The records
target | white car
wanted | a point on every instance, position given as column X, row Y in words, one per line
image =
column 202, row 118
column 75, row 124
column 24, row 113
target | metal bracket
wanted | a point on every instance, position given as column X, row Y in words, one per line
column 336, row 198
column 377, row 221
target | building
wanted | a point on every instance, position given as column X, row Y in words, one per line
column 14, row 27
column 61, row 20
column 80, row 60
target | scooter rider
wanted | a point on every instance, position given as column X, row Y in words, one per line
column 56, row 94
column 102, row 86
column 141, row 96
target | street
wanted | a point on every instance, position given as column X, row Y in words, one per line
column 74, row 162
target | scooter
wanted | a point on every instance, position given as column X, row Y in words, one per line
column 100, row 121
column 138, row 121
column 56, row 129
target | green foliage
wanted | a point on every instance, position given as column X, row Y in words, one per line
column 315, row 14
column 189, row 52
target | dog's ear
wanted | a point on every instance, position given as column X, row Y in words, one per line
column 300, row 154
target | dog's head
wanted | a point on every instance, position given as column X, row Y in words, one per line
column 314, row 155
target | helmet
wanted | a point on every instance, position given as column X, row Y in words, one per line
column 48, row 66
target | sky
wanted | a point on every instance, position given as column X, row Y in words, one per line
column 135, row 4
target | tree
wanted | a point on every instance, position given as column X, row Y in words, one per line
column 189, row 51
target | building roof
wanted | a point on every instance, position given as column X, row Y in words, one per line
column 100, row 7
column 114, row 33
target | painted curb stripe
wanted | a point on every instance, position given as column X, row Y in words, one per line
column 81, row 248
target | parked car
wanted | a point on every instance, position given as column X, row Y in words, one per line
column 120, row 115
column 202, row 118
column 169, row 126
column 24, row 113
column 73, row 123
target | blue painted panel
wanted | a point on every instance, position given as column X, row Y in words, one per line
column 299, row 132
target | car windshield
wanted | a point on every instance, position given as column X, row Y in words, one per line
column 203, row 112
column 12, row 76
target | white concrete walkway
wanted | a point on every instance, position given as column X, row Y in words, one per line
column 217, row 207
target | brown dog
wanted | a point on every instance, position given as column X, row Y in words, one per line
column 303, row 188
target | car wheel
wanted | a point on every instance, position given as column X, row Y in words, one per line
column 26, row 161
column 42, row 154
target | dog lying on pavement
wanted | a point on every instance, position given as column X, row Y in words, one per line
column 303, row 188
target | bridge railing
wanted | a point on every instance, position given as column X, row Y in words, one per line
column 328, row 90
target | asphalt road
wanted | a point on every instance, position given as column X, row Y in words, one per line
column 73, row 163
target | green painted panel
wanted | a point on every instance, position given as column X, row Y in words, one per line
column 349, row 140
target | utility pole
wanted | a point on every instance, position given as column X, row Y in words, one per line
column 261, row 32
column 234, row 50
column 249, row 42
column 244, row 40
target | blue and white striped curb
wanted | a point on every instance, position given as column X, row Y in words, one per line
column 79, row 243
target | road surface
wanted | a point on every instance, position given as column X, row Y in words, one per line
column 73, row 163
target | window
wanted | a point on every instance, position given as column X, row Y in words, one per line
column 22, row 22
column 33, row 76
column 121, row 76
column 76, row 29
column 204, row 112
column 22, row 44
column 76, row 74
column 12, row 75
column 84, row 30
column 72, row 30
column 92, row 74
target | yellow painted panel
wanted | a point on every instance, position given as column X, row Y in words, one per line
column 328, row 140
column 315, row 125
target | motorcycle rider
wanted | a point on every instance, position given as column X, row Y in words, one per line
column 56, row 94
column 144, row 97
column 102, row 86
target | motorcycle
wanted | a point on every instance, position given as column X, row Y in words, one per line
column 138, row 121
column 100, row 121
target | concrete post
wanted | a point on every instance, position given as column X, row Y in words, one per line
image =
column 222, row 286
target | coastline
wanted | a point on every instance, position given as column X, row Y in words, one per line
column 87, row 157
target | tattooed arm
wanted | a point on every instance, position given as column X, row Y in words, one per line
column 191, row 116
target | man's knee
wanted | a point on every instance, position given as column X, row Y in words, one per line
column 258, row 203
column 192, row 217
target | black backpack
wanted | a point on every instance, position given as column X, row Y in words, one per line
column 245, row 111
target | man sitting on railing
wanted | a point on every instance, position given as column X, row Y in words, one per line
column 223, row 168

Challenge
Quote the material above verbatim, from the line containing "target | black backpack" through the final line of the material, both included.

Written solution
target | black backpack
wanted | a point on every instance, position given as column X, row Y in words, one per line
column 245, row 111
target | man sitting on railing
wanted | a point on every instance, position given as column X, row Y in words, one per line
column 223, row 168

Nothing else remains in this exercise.